* What the task asks *
Report every line of the records below that contains the string "blue", matching case exactly.

* Provided material *

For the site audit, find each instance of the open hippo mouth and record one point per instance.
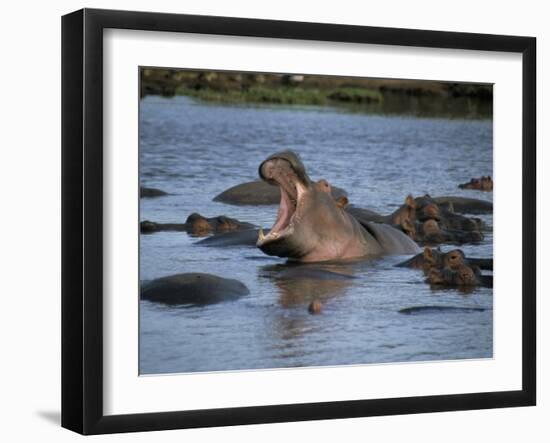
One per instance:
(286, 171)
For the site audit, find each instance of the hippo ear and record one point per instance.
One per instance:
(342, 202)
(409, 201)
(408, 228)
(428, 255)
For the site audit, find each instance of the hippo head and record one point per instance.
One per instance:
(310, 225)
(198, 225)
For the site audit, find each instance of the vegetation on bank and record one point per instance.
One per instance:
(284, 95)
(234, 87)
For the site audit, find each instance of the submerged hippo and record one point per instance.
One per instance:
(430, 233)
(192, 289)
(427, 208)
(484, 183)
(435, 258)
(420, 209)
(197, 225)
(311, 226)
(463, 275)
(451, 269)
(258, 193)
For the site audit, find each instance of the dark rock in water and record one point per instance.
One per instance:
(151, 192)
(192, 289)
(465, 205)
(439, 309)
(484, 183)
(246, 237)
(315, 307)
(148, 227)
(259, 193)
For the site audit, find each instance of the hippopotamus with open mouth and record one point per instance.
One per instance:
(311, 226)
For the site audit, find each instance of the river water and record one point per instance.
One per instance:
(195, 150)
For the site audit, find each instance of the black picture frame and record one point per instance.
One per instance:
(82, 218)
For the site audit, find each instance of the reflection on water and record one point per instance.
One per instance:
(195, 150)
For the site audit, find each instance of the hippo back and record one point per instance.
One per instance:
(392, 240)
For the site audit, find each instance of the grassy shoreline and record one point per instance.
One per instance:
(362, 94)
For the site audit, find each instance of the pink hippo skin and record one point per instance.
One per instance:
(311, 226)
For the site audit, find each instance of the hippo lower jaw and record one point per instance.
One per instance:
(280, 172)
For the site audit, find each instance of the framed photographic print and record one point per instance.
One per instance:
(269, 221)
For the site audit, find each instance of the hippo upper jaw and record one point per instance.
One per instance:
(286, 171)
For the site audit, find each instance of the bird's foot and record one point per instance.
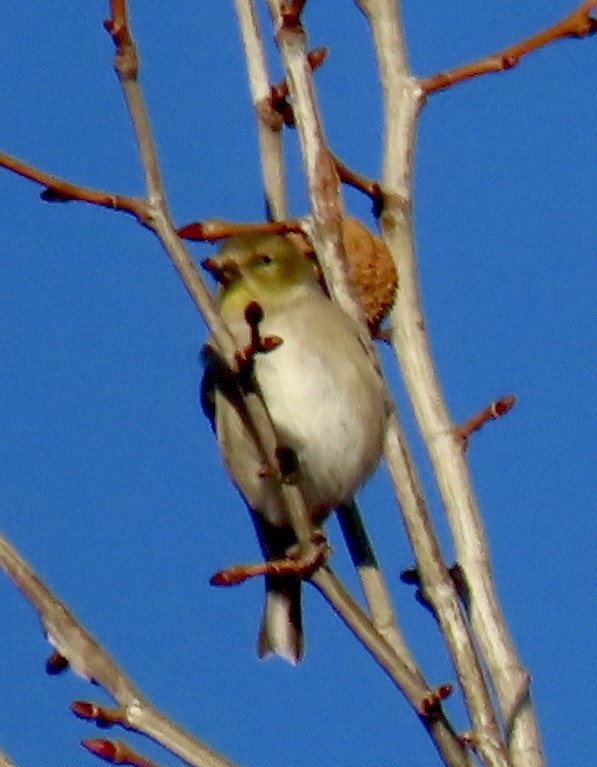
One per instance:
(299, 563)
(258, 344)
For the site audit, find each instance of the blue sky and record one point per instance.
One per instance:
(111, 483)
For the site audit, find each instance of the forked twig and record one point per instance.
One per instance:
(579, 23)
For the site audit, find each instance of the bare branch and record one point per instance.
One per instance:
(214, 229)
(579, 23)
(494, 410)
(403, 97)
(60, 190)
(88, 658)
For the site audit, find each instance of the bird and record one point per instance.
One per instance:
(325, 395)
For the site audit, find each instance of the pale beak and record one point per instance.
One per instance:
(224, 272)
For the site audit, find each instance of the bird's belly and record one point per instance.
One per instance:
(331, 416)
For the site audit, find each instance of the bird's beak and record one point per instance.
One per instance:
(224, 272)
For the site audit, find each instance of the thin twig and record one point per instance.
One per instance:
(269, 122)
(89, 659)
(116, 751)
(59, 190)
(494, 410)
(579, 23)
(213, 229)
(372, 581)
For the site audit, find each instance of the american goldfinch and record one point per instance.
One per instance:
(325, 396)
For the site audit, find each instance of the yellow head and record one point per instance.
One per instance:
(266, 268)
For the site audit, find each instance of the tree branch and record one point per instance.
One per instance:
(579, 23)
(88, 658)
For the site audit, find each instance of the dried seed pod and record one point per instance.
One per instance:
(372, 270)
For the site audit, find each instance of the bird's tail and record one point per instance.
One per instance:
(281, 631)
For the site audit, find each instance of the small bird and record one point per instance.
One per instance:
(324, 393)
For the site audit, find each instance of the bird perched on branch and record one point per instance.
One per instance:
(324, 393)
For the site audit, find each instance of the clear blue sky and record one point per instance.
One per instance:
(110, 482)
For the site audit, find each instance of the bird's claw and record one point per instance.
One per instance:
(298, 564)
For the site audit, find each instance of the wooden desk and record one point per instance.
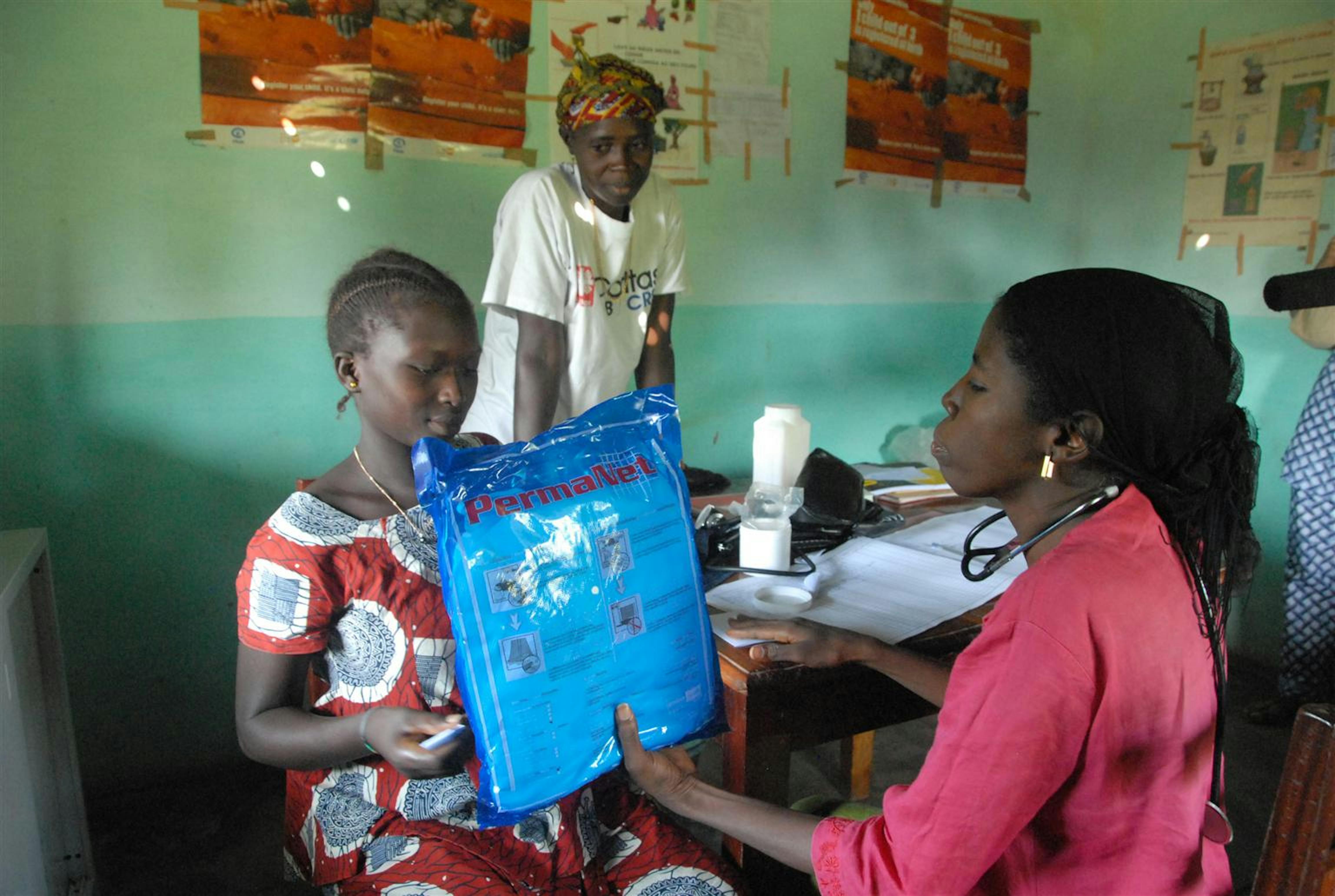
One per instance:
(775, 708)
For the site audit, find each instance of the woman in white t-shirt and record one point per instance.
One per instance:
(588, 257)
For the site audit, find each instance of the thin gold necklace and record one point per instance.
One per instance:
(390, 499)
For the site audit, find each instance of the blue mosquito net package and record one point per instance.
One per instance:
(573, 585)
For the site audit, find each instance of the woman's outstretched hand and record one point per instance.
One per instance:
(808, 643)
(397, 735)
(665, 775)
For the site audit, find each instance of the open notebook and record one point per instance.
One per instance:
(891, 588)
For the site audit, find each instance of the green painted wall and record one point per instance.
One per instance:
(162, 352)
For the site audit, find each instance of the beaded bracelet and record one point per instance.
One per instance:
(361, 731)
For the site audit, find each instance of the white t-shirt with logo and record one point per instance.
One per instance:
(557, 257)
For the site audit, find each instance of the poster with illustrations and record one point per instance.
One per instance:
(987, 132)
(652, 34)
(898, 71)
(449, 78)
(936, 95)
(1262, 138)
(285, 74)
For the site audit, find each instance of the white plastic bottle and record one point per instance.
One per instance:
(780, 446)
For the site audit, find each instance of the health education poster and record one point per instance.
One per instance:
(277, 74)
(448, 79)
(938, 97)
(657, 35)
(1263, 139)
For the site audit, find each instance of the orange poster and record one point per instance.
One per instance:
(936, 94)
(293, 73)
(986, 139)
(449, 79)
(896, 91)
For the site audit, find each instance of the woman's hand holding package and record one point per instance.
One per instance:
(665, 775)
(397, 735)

* * *

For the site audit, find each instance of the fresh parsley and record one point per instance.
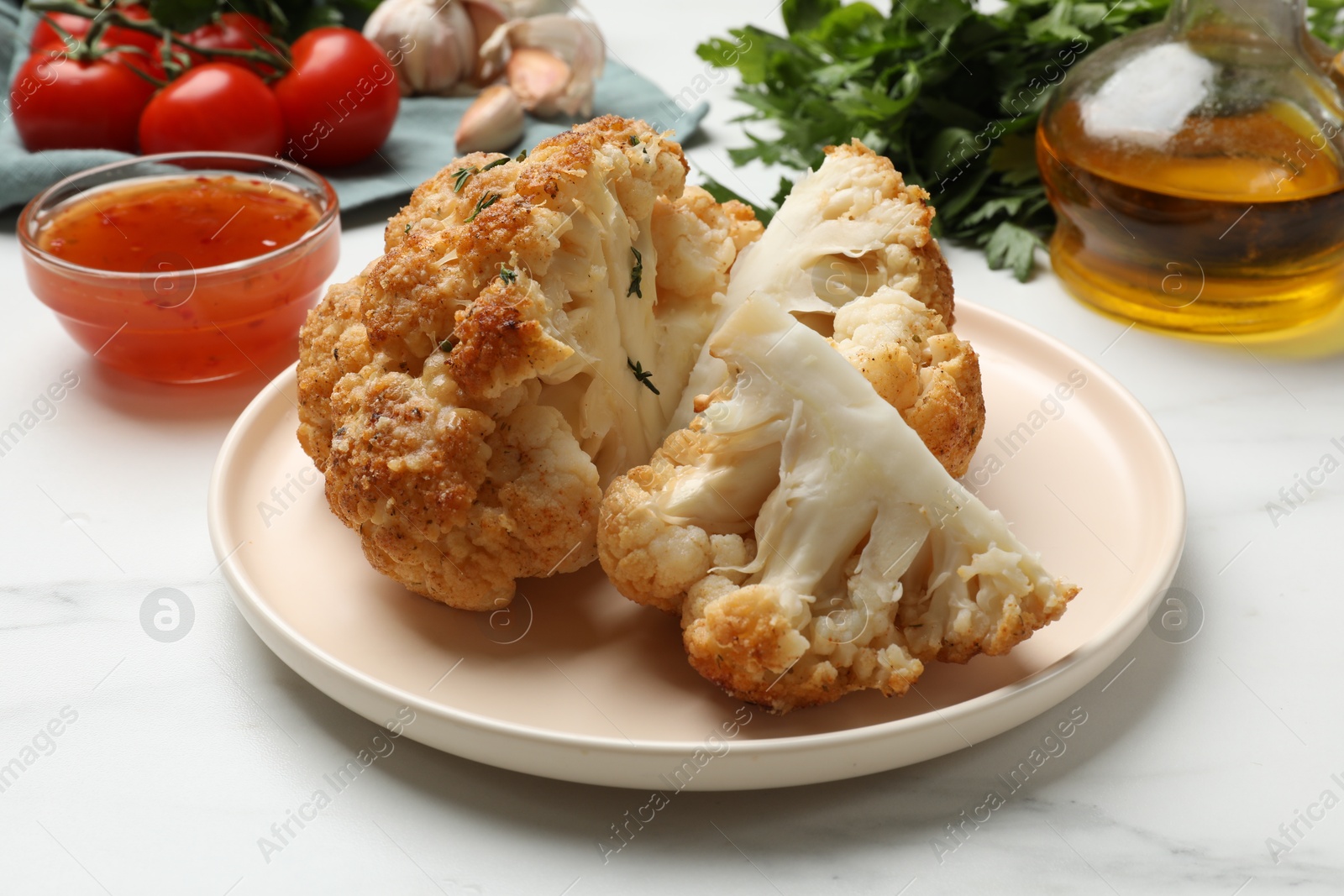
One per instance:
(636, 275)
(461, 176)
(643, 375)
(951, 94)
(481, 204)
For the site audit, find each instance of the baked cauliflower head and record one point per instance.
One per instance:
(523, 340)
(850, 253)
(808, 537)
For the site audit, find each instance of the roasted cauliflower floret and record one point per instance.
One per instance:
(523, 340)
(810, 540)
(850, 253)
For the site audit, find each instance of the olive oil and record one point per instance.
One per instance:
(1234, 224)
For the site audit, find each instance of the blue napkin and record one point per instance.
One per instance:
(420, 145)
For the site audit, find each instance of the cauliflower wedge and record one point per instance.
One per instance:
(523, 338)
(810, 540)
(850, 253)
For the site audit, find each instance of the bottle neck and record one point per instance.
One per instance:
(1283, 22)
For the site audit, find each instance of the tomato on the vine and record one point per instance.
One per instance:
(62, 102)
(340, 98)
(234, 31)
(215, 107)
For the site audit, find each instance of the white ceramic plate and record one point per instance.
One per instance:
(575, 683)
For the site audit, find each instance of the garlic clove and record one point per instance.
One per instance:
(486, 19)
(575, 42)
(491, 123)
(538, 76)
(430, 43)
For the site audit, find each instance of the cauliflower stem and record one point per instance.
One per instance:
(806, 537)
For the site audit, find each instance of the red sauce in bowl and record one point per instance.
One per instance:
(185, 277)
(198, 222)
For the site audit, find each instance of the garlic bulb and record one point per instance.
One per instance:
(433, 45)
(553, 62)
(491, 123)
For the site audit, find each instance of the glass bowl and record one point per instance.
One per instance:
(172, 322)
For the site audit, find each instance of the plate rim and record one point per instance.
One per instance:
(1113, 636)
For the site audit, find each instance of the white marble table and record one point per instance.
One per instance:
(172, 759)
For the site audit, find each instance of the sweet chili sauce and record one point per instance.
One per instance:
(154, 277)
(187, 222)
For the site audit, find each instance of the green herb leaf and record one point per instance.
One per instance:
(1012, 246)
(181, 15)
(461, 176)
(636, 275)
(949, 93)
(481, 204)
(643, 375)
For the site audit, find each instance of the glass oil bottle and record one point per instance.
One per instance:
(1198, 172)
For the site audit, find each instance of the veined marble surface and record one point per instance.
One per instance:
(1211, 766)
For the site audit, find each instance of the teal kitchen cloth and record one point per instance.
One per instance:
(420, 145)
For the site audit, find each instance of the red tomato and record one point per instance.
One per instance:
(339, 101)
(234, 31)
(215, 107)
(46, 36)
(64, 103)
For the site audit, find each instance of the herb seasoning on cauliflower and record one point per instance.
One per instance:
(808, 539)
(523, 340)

* Response to this task *
For the site audit, find each instance of the blue sky and record one point per instance.
For the site audit, find each instance of the clear blue sky and record one point per instance.
For the site audit, find each instance of the blue mosquito net package and record one point per instance.
For the site audit, find each instance of the blue napkin and record one point per instance.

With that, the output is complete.